■ **EXERCISE DESCRIPTION**
Return all of the data exactly as given.

■ **STUDY MATERIAL**
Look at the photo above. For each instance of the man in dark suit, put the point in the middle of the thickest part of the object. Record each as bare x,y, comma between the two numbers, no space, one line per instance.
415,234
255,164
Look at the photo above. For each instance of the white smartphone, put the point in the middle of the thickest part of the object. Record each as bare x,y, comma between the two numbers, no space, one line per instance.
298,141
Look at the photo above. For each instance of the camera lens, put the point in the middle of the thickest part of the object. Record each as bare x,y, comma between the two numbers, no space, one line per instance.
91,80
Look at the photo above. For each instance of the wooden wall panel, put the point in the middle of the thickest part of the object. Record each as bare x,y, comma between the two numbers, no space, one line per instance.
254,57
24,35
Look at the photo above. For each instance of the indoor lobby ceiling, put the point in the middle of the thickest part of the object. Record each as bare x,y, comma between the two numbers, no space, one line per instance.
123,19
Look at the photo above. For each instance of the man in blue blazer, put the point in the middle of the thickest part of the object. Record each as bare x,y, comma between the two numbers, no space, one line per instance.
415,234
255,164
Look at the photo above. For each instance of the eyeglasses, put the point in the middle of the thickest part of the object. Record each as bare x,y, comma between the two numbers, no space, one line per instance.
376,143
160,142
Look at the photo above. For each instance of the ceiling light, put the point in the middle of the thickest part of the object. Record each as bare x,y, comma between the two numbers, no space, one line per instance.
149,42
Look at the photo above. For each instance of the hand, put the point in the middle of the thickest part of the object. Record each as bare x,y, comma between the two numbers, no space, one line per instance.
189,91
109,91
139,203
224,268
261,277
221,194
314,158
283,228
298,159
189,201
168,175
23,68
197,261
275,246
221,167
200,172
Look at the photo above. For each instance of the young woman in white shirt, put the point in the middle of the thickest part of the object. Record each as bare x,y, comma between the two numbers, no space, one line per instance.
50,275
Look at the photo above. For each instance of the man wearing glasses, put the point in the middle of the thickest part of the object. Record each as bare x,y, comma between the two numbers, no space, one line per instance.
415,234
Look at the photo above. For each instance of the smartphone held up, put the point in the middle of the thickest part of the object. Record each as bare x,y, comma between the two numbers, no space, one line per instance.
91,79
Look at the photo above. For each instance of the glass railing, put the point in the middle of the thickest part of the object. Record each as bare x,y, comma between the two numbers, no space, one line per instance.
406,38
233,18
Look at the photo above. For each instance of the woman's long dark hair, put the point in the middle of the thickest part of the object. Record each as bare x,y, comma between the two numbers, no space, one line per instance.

■ **PROBLEM SOLUTION**
Look at the photo above. For each instance of the man in dark suit, put the point in the middle of the thickest part of the object. Record each as bare x,y, comma between the two numbers, no space, one line per instance.
415,234
255,164
Look at the photo above. For each instance of the white smartphone, put the point in the middle of the thickest part of the object. Record each as bare x,y, comma between the two numbers, no space, one line per instance.
298,141
Look at the photo above. For each instance of the camera lens, put the point in the middle of the thickest part of the object. Record each as bare x,y, comma between the two numbers, no space, one line per instance.
91,80
Look at the photo above. For each instance of the wooden wall panel, put the point in the middle of the thickest part of the object. Record each as bare x,y, comma between the two numbers, no space, one line per instance.
254,57
24,35
Look at the photo above. For each instance of the indoor lobby ceiling, put the point in the middle of the thickest part of the object. Record each as bare x,y, comma between the two numbers, no space, one line per instance.
123,19
Look at the photo above. For each instance of the man in blue blazer, put the point in the middle of the thickest part of the object. Record each as bare x,y, comma between the two numbers, no space, one line per instance.
415,234
255,164
Look at the photo above. For each instance of the eyeglasses, put the point in the middle of the thickest part of the object. Record each as bare x,y, comma between the two numbers, no space, one line per instance.
376,143
160,142
Look at the photo above. For each instance of the ceiling light, put the point in the middle of the thickest part of the object. Record each as bare x,y, comma between the two numbers, no space, one line per instance.
149,42
Look at the photo above. For each instance of the hand, put the point in the middle of the thickest part of the object. Record each as bare x,y, comma between the two numbers, no space, one line per instance.
189,91
109,91
139,203
224,268
261,277
221,194
314,158
283,228
298,159
189,201
168,175
23,68
197,261
275,246
221,167
200,172
Look at the photo above. For each instance of the young woman in white shirt, put the point in the middle of the thickest part of the object. Record each as bare x,y, comma between the two numbers, no space, one line per instance.
50,275
Look at the photo above. For each instance of the man wearing glasses, put the point in the middle of the thickest part of the object. Record each as bare x,y, comma between the two numbers, no space, one line per instance.
415,234
Look at the photo above. For each instance of the smartphone held up, put the point in the middle of the thickest part of the object. Record each as bare x,y, comma between the two numbers, no space, one line per instance.
91,79
Look at the photo above. For each instance of the glass railing, put the point in the middle of the thickest part of the object. Record each as bare x,y, comma between the two numbers, no space, one line per instance.
406,38
233,18
Look at the photo above. For each instance of the woman's long dark hair, put the point in the middle of the thickest part of the object. Record each as bare x,y, comma between the two numbers, no space, one line per instance.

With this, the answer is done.